## Task statement
Emit the entire listing verbatim.

## Extracted information
....

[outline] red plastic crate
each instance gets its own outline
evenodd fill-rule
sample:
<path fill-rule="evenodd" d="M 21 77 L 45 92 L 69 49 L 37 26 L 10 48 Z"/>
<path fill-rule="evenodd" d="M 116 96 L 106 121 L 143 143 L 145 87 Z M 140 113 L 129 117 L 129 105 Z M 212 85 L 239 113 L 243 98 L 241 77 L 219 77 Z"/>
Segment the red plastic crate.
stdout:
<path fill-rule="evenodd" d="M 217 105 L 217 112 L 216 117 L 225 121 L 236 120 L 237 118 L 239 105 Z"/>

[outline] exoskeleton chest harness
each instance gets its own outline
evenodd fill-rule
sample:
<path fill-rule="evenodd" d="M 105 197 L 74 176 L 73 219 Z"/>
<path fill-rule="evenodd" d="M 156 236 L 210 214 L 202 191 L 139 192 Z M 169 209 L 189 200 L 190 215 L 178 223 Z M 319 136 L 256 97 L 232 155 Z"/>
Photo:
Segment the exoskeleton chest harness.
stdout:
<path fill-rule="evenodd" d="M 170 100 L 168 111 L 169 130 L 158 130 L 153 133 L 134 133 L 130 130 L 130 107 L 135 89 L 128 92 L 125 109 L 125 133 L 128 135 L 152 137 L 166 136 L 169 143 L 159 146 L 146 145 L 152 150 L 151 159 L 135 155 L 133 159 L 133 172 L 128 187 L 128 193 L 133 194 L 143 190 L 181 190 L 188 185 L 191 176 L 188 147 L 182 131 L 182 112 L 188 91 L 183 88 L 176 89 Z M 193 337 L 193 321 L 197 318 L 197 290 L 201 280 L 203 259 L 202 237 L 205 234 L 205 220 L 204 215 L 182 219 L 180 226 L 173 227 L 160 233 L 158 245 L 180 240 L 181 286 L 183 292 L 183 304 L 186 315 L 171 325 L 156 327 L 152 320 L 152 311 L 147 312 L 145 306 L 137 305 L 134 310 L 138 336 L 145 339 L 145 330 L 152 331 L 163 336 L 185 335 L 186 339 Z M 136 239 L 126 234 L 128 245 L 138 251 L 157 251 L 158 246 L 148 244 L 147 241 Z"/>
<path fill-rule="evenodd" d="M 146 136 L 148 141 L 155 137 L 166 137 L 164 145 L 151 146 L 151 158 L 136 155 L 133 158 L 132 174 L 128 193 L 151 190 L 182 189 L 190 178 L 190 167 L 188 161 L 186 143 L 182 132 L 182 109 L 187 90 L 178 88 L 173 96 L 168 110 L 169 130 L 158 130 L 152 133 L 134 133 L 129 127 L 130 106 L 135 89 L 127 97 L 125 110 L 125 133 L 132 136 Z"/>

....

## Reply to the task
[outline] red plastic crate
each instance gets its own outline
evenodd fill-rule
sample:
<path fill-rule="evenodd" d="M 21 77 L 45 92 L 69 49 L 37 26 L 10 48 Z"/>
<path fill-rule="evenodd" d="M 116 96 L 106 121 L 143 143 L 145 87 Z M 140 113 L 129 117 L 129 105 Z M 212 85 L 239 113 L 243 98 L 241 77 L 219 77 Z"/>
Segment the red plastic crate.
stdout:
<path fill-rule="evenodd" d="M 217 105 L 217 112 L 216 117 L 225 121 L 236 120 L 237 118 L 239 105 Z"/>

[outline] exoskeleton chest harness
each instance gets its own outline
evenodd fill-rule
sample:
<path fill-rule="evenodd" d="M 105 197 L 74 176 L 73 219 Z"/>
<path fill-rule="evenodd" d="M 156 236 L 210 214 L 202 191 L 139 192 Z M 169 209 L 189 200 L 190 215 L 178 223 Z M 319 136 L 256 97 L 232 155 Z"/>
Photo:
Segment the exoskeleton chest harness.
stdout:
<path fill-rule="evenodd" d="M 170 100 L 168 111 L 169 130 L 158 130 L 153 133 L 134 133 L 130 130 L 130 107 L 135 89 L 128 92 L 125 109 L 125 133 L 128 135 L 152 137 L 166 136 L 169 143 L 159 146 L 146 145 L 152 150 L 151 159 L 135 155 L 133 159 L 133 172 L 128 187 L 128 193 L 133 194 L 143 190 L 181 190 L 188 185 L 191 176 L 188 147 L 182 131 L 182 112 L 188 91 L 183 88 L 176 89 Z M 193 337 L 193 321 L 197 318 L 197 290 L 201 280 L 203 259 L 202 237 L 205 234 L 205 220 L 204 215 L 182 219 L 180 226 L 173 227 L 160 233 L 158 245 L 180 240 L 181 286 L 183 292 L 183 304 L 186 315 L 171 325 L 156 327 L 152 320 L 152 311 L 147 312 L 145 306 L 137 305 L 134 310 L 138 336 L 145 339 L 145 330 L 152 331 L 163 336 L 185 335 L 186 339 Z M 136 239 L 126 234 L 128 245 L 138 251 L 157 251 L 158 246 L 148 244 L 147 241 Z"/>
<path fill-rule="evenodd" d="M 146 136 L 148 141 L 155 137 L 166 137 L 164 145 L 151 146 L 151 158 L 136 155 L 133 158 L 132 174 L 128 193 L 151 190 L 182 189 L 190 178 L 190 167 L 188 161 L 186 143 L 182 132 L 182 109 L 187 90 L 178 88 L 173 96 L 168 110 L 169 130 L 158 130 L 152 133 L 134 133 L 129 127 L 130 106 L 135 89 L 127 97 L 125 110 L 125 133 L 132 136 Z"/>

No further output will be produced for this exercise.